Location identification listing
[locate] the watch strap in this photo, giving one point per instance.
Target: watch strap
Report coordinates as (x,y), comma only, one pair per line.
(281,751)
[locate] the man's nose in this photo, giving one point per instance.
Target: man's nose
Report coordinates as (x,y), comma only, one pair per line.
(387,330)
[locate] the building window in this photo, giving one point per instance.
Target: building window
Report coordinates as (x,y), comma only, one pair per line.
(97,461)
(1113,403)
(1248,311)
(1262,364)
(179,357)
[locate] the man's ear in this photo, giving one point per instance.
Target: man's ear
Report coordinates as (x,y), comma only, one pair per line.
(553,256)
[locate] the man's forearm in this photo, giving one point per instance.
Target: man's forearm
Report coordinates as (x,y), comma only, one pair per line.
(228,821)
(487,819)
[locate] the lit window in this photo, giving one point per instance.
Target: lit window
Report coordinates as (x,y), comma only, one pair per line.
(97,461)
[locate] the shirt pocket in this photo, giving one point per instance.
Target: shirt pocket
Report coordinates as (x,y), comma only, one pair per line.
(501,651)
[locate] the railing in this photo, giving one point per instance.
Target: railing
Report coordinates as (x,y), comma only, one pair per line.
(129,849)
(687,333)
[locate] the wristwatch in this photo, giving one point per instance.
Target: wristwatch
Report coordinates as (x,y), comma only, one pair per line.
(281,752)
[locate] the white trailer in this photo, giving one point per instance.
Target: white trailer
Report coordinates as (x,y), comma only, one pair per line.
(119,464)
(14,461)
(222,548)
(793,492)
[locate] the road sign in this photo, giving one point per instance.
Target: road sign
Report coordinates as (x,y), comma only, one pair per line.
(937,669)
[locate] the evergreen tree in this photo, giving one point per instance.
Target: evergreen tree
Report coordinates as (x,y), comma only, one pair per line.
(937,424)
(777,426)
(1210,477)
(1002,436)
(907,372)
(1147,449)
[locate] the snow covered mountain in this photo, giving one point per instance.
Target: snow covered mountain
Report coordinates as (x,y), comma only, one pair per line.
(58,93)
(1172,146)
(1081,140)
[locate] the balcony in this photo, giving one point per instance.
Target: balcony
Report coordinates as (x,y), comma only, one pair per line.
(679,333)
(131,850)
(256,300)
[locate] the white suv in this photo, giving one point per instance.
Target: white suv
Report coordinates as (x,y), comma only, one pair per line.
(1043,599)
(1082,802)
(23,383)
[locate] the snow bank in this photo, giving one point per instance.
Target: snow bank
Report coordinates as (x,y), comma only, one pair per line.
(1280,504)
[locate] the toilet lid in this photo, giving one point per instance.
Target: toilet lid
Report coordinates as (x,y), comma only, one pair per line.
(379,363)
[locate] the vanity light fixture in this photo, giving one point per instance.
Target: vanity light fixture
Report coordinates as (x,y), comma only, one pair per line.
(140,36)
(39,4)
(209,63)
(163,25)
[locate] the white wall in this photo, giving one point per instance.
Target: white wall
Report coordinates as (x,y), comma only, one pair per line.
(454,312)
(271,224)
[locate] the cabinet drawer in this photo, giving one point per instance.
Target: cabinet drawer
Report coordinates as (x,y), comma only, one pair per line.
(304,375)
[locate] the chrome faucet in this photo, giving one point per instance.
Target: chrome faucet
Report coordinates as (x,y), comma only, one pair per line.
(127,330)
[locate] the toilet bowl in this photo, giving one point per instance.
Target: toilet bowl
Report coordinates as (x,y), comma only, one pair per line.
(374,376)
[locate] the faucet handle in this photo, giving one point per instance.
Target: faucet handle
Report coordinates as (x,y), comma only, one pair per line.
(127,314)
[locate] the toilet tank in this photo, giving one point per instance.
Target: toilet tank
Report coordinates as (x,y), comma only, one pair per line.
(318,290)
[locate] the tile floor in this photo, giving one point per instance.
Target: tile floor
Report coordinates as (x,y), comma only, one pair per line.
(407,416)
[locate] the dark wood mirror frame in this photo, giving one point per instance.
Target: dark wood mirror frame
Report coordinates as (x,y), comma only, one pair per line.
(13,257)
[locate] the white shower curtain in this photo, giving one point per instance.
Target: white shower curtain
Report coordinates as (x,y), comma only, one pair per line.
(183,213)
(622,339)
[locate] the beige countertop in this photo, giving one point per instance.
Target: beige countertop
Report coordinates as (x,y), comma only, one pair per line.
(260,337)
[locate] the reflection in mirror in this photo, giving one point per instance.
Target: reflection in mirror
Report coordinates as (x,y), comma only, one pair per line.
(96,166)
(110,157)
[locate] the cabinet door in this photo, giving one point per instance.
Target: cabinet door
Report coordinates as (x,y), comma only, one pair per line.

The exercise => Copy out the lines of the listing again without any changes, starting at the line that contains "[locate] the tile" and ending at the end of the listing, with both ends included.

Exercise response =>
[locate] the tile floor in this photo, giving one point per instance.
Target: tile floor
Report coordinates as (x,y), comma only, one pair per line.
(407,416)
[locate] the dark wood mirror frame in this photo, giving one point per instance.
Target: dark wood mirror frame
Report coordinates as (x,y), comma only, one pair per line.
(13,257)
[locate] the white shower curtain in this photo, giving one point per instance.
Target: white shower curtain
Report coordinates as (x,y), comma only, one pair per line.
(183,213)
(622,339)
[locate] the beige countertop in this photo, giving one point per instance.
Target: beige countertop
Report coordinates as (x,y), comma only, one pair per line.
(260,337)
[locate] the reflection in mirror in this photo, giving one point per instance.
Target: reflection in mirror
Report coordinates as (x,y), comma only, one pair per line.
(96,166)
(110,157)
[locate] the cabinet door in this photo, giving one point per instance.
Target: cabinet door
Report coordinates as (x,y), comma only, one pair per line.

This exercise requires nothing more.